--- START OF PASSAGE TO READ ---
Moons, also known as satellites, are relatively small worlds that orbit the planets of the Solar System. Earth has one moon, known simply as the Moon, but other planets have many more – Saturn, for example, has at least 18 moons. Moons are very varied in size and form. Many have unusual landscape features that intrigue astronomers.

Moons are created in different ways. Some are the result of fragments of rock or ice being pulled together by gravity to form a globe. Others are asteroids that have been “captured” by a planet’s gravitational force.

All seven of the moons illustrated here larger than the smallest planet, Pluto, while the largest moons, Ganymede and Titan, are even bigger than Mercury, the second smallest planet. Jupiter’s four largest moons are all in the top seven. They are called the “Galileans” after the Italian scientist Galileo Galilei who first discovered them with one of the first telescopes in 1610. Ganymede has an icy surface with cratered plains and areas showing strange “grooved” patterns.

Titan, Saturn’s largest moon, is the only moon to have a thick atmosphere, made mainly of nitrogen. Beneath its continuous cloud layer, there may be a sea of methane.

Callisto, Jupiter’s second largest moon, is heavily cratered. Measuring 600 kilometres across, its most prominent crater, called Valhalla, is surrounded by a series of ripples. Io, the third of Jupiter’s Galileans, with its crust a vivid mixture of yellows, oranges, reds and blacks, looks a little like a pizza. In fact it is peppered with active volcanoes and lakes of molten rock.

Our own Moon is the fifth largest moon in the Solar System, although it would take 81 Moons to make up a world the size of Earth. The Moon’s lava plains indicate past volcanic activity, but there are no active volcanoes there today.

Next in order of size comes Europa, the fourth Galilean and an object of great interest amongst astronomers. Looking like a cracked egg, its surface consists of ice sheets that are continually melting and re-solidifying. It is by no means impossible that, beneath those ice sheets, there is a warm ocean of liquid water. Could it be that life has also evolved on Europa and that there are life-forms swimming in its oceans? Future space probe missions may find out.

Triton is Neptune’s largest moon. Its surface is the coldest place known in the Solar System. At -235°C, the temperature is low enough to freeze nitrogen. Triton was photographed in stunning detail by Voyager 2, the last of its close encounters, in 1989.
--- END OF PASSAGE TO READ ---
• JOBS:
1. Answer these questions using the passage on moons:
(a) What gas makes up most of Titan's atmosphere?
(b) How many Moons would it take to make up a world the size of Earth?
(c) What is the temperature of Triton's surface?
2. Transcribe the passage on moons from "Triton is Neptune’s" to "encounters, in 1989.".
3. List every planet named in the passage on moons, in order of first mention.
The material after this passage was drawn from a separate source.
--- START OF GIVEN INFORMATION ---
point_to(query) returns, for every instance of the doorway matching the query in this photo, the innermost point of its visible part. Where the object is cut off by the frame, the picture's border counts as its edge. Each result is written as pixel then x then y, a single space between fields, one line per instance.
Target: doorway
--- END OF GIVEN INFORMATION ---
• ANSWERS TO EACH TASK:
1.
(a) Nitrogen
(b) 81
(c) -235°C

2.
Triton is Neptune’s largest moon. Its surface is the coldest place known in the Solar System. At -235°C, the temperature is low enough to freeze nitrogen. Triton was photographed in stunning detail by Voyager 2, the last of its close encounters, in 1989.

3. Earth, Saturn, Pluto, Mercury, Jupiter, Neptune